→ **TASK TO CARRY OUT**: Rewrite each of the items below, changing every "put a marker on" to "place a pin on" and keeping everything else the same.

→ **EXTRACTED DATA**:
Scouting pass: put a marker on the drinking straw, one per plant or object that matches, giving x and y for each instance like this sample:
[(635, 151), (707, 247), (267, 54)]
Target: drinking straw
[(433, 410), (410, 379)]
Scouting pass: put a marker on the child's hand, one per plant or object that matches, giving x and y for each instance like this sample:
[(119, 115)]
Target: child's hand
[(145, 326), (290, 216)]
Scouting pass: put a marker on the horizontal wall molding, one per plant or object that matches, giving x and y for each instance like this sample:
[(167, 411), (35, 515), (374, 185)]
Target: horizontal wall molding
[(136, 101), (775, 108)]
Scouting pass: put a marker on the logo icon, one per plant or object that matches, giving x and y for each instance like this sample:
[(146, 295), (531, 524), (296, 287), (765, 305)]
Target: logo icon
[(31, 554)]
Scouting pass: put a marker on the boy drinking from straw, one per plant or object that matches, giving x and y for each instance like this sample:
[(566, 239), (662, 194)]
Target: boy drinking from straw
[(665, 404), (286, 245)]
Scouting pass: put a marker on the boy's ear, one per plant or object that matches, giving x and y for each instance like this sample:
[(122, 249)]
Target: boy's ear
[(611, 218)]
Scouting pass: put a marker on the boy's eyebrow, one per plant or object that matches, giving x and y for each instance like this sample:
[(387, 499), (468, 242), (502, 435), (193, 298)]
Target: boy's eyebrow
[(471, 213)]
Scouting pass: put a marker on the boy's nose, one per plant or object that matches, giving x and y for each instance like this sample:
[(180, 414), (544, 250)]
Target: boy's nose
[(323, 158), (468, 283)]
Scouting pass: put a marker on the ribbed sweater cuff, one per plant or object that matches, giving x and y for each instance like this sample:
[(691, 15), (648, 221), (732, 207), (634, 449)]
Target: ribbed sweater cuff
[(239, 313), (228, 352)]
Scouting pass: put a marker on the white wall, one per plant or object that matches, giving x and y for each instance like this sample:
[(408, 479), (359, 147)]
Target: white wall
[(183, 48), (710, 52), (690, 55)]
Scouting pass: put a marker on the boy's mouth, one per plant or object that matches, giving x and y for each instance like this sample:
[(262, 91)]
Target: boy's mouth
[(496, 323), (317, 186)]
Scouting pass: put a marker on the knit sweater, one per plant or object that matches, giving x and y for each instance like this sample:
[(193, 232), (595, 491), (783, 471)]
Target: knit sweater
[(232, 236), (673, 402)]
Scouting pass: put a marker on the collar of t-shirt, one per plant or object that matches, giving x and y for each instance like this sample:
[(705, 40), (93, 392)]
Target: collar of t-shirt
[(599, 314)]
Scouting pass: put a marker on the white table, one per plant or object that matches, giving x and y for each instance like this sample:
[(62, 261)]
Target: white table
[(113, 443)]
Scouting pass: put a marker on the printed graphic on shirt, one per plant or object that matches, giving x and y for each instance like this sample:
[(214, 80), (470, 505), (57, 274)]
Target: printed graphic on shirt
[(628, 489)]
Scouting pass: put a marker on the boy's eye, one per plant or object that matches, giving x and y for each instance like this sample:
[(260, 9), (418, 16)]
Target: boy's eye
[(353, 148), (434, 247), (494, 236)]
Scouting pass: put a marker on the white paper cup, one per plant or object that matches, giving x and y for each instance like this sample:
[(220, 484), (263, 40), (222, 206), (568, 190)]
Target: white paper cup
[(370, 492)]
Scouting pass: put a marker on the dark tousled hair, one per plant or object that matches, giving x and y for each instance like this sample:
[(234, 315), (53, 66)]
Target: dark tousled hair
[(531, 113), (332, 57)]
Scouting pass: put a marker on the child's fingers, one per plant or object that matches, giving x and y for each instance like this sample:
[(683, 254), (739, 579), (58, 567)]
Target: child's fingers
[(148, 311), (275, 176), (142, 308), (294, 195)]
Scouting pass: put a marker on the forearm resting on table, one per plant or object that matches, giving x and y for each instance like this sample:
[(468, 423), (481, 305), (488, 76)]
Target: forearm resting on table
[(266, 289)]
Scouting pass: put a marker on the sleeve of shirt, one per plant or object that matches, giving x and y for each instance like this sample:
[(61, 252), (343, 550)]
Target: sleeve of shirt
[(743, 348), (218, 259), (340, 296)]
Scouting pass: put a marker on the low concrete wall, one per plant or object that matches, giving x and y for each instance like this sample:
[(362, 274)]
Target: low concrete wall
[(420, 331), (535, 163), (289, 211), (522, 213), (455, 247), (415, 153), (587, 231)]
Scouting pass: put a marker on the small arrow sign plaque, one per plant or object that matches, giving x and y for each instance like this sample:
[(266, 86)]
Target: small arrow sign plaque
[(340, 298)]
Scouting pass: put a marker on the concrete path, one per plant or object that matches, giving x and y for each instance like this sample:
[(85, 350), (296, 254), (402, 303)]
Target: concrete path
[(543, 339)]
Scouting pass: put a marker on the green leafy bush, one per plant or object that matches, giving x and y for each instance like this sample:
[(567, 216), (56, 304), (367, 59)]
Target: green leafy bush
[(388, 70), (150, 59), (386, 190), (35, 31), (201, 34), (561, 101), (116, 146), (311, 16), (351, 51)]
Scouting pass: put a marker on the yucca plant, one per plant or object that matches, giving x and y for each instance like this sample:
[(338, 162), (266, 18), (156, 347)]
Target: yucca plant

→ **TASK OUTPUT**:
Scouting pass: place a pin on the drinking straw, one per plant or object that matches, giving x and y for each instance like this sample:
[(635, 151), (707, 247), (267, 54)]
Target: drinking straw
[(433, 410), (410, 379)]
Scouting pass: place a pin on the child's hand, one per plant or object that matches, giving x and y for each instance like this sample:
[(119, 115)]
Target: child's hand
[(145, 326), (290, 216)]
Scouting pass: place a pin on the horizontal wall molding, one per plant or object that matches, giving x and y for each instance like this sample:
[(167, 411), (35, 515), (374, 185)]
Target: horizontal wall molding
[(136, 101), (775, 108)]
Scouting pass: place a pin on the logo icon, one per plant or object that matches, giving x and y for each instance like this sample:
[(146, 295), (531, 524), (296, 287), (765, 305)]
Target: logo icon
[(31, 554)]
Scouting pass: place a pin on the boy drinking from straw, one per plant or object that matches, giving x and y for each instance like this sample:
[(566, 239), (662, 194)]
Target: boy drinking from straw
[(665, 404), (286, 245)]
Scouting pass: place a pin on the boy's ear, one per plant or object that matches, giving x and y for each instance like this sample:
[(122, 249)]
Target: boy's ear
[(611, 218)]
Scouting pass: place a pin on the boy's eyebrow, one per plant or object that matches, giving x and y for each instance like this sample:
[(387, 499), (468, 242), (502, 435), (193, 298)]
Target: boy's eyebrow
[(471, 213)]
Scouting pass: place a pin on the boy's nose, one per plant or object that matches, giving x and y for each instance like this sample:
[(180, 414), (544, 250)]
Target: boy's nose
[(323, 158), (468, 283)]
Scouting pass: place a pin on the ribbed sweater cuff, one per plant or object that matches, giving x and y for each instance like this sample:
[(691, 15), (648, 221), (732, 207), (634, 449)]
Target: ribbed sweater cuff
[(239, 313), (228, 352)]
Scouting pass: place a pin on the white wall, one per plant or object that matches, giving x and y for each instance like this sample:
[(408, 479), (359, 147)]
Target: white wall
[(183, 48), (710, 52), (690, 55)]
Scouting pass: place a pin on the boy's mouth, one per plant or object that matches, giving x and y for each instance like this sample:
[(262, 91)]
Target: boy's mouth
[(496, 323), (317, 186)]
Scouting pass: place a pin on the knit sweater, one per plant or object that matches, giving x and y for each instance like this sample:
[(193, 232), (595, 491), (783, 471)]
Target: knit sweater
[(232, 236), (673, 402)]
Scouting pass: place a pin on the collar of t-shirt, one per plant or object that matches, giving x and y for each instance like this sample:
[(705, 40), (93, 392)]
Target: collar of t-shirt
[(599, 314)]
Scouting pass: place a pin on the white table, one per plant or object that matches, giving x and y for each instance like this sample:
[(62, 261)]
Target: white table
[(113, 443)]
Scouting pass: place a pin on the printed graphic on shirt, one per plant or object that matches, giving x and y for each instance like this sample:
[(214, 80), (470, 505), (57, 274)]
Target: printed graphic on shirt
[(628, 489)]
Scouting pass: place a pin on the boy's eye, one per plant or object that matches, giving x and y for each instance like this sample:
[(260, 9), (418, 16)]
Target: boy's eye
[(353, 148), (434, 247), (494, 236)]
Scouting pass: place a pin on the white paper cup, one per plant or object that matches, giving x and y for each instance like this sample:
[(220, 484), (263, 40), (222, 206), (568, 190)]
Target: white paper cup
[(370, 492)]
Scouting pass: place a pin on the dark tousled hair, one per plant or object that matches, giving x and y for each instance like this sample:
[(234, 315), (53, 66)]
Target: dark tousled hair
[(531, 113), (332, 57)]
Scouting pass: place a pin on the child's fingers, one per plant or object that matches, giving x and y for each instance like this sample:
[(683, 254), (739, 579), (58, 567)]
Target: child's fingers
[(148, 311), (275, 176), (142, 308), (294, 195)]
Scouting pass: place a pin on the forearm resting on table, one per plant or object that matches, giving x and y for each instance like this sample:
[(468, 423), (481, 305), (488, 76)]
Target: forearm resting on table
[(266, 289)]
Scouting pass: place a pin on the sleeve of shirt, one per plant or object that matches, giving x and y for each instance like this sample:
[(61, 252), (343, 550)]
Target: sleeve of shirt
[(743, 348), (218, 259), (340, 296)]
Scouting pass: place a pin on the low concrete wall, one per plant or object that matches, giving x and y for each instance like this sample:
[(362, 274)]
Target: low concrete wall
[(420, 331), (535, 163), (289, 211), (522, 213), (455, 247), (415, 153), (587, 231)]
Scouting pass: place a pin on the small arrow sign plaque, one per plant or object that matches, giving x and y for each instance like this sample:
[(266, 86)]
Target: small arrow sign plaque
[(340, 298)]
Scouting pass: place a pin on the concrete path, one per plant or object that matches, giving x and y for each instance like this sample:
[(85, 350), (296, 254), (402, 303)]
Target: concrete path
[(543, 339)]
Scouting pass: place a pin on the green leafy bush, one per plant or object that matches, giving x and y for each instance like this sample:
[(567, 216), (56, 304), (367, 59)]
Target: green leafy bush
[(388, 70), (150, 59), (386, 190), (35, 31), (201, 34), (561, 101), (116, 146), (311, 16), (351, 51)]
Scouting pass: place a pin on the yucca plant, one per plant or object that matches, giving x and y for each instance like this sample:
[(338, 162), (266, 18), (156, 347)]
Target: yucca plant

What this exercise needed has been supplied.